Schreibe aus dem Text über Anschobers Rückblick auf die Pandemiemaßnahmen den Abschnitt wortgetreu ab, der bei den Worten „Der ehemalige Gesundheitsminister“ beginnt und nach den Worten „März bis Mai.“ endet.

**ZU LESENDER AUSZUG:**
--------------------------------

Der ehemalige Gesundheitsminister Rudolf Anschober (Grüne) bleibt bis heute überzeugt, dass die Bundesregierung zu Beginn der Pandemie die richtigen Maßnahmen ergriffen hat. „Wir waren alle schockiert und mit einem unbekannten Virus konfrontiert. Wir sahen die Bilder aus Norditalien und China mit den vielen Todesfällen und unser vorrangiges Ziel war es, so viele Menschenleben wie möglich zu retten“, betonte Anschober in Bezug auf die schnellen und rigorosen Maßnahmen, wie den langen Lockdown im Zeitraum von März bis Mai.

--------------------------------

Extrahierte Dateneinträge

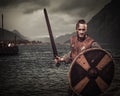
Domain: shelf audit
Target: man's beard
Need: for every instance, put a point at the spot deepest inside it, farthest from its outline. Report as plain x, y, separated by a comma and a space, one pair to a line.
81, 38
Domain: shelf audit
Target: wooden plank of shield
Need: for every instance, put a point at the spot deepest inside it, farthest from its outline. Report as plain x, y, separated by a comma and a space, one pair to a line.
91, 72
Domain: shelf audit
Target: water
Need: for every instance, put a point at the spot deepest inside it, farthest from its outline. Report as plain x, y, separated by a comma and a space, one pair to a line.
33, 73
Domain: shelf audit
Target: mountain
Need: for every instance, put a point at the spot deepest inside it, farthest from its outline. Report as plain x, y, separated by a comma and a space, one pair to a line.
104, 27
9, 35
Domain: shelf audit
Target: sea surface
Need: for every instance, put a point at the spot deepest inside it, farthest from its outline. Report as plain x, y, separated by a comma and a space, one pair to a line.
33, 73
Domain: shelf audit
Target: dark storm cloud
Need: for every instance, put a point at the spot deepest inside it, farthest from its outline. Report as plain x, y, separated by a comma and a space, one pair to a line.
28, 5
82, 7
5, 3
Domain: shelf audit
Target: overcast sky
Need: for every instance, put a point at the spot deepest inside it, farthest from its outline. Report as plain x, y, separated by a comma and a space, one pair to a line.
27, 16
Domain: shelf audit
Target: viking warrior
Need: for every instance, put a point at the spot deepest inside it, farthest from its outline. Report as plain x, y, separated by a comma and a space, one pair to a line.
81, 41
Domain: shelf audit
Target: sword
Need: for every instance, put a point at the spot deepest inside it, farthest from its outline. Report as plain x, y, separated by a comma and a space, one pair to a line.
55, 53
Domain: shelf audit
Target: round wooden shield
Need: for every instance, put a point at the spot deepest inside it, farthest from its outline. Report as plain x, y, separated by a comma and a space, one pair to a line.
91, 72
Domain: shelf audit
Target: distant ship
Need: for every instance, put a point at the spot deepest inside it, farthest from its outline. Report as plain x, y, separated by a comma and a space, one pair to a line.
8, 47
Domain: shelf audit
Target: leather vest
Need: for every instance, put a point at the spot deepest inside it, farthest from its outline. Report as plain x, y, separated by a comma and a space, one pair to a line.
78, 46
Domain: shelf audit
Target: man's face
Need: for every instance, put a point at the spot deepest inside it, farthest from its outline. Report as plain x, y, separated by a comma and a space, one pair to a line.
81, 30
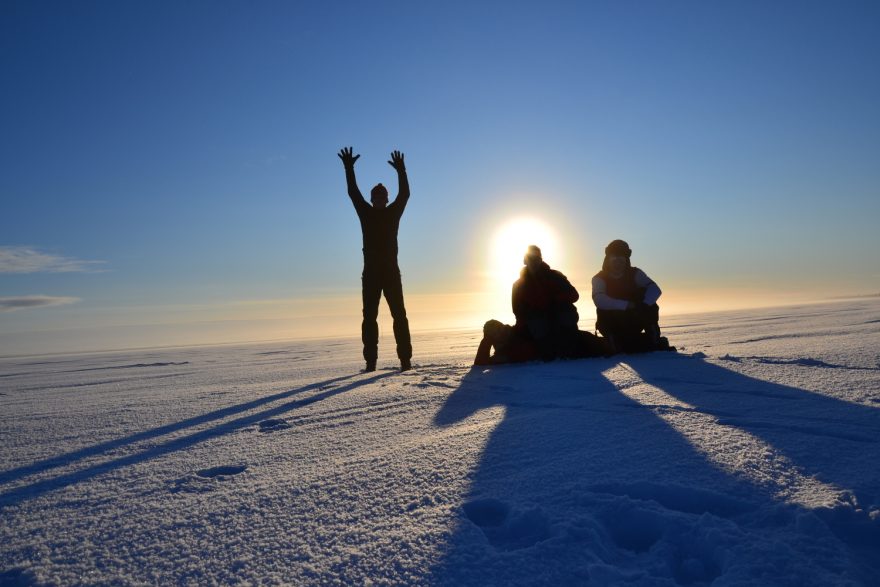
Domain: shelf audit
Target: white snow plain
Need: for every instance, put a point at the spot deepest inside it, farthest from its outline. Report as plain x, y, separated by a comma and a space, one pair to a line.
750, 457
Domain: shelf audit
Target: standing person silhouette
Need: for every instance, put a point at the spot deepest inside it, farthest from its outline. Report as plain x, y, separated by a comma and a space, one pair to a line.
379, 224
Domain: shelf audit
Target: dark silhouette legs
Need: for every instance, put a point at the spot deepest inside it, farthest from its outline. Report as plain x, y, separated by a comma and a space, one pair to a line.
631, 331
373, 287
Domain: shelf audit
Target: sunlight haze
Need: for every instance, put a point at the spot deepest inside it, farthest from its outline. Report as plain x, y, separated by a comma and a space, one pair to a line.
171, 174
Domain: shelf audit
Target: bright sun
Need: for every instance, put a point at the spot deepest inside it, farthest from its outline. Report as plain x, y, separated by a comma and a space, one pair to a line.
509, 244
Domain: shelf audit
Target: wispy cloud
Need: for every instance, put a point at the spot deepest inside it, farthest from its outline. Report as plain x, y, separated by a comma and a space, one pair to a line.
30, 260
22, 302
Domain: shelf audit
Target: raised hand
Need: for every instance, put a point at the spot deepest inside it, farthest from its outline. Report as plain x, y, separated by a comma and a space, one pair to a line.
347, 157
397, 161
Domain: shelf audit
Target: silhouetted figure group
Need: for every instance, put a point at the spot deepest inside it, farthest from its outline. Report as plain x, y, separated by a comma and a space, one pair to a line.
546, 328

--------------------------------

**LÖSUNG SIEHE UNTEN:**
Der ehemalige Gesundheitsminister Rudolf Anschober (Grüne) bleibt bis heute überzeugt, dass die Bundesregierung zu Beginn der Pandemie die richtigen Maßnahmen ergriffen hat. „Wir waren alle schockiert und mit einem unbekannten Virus konfrontiert. Wir sahen die Bilder aus Norditalien und China mit den vielen Todesfällen und unser vorrangiges Ziel war es, so viele Menschenleben wie möglich zu retten“, betonte Anschober in Bezug auf die schnellen und rigorosen Maßnahmen, wie den langen Lockdown im Zeitraum von März bis Mai.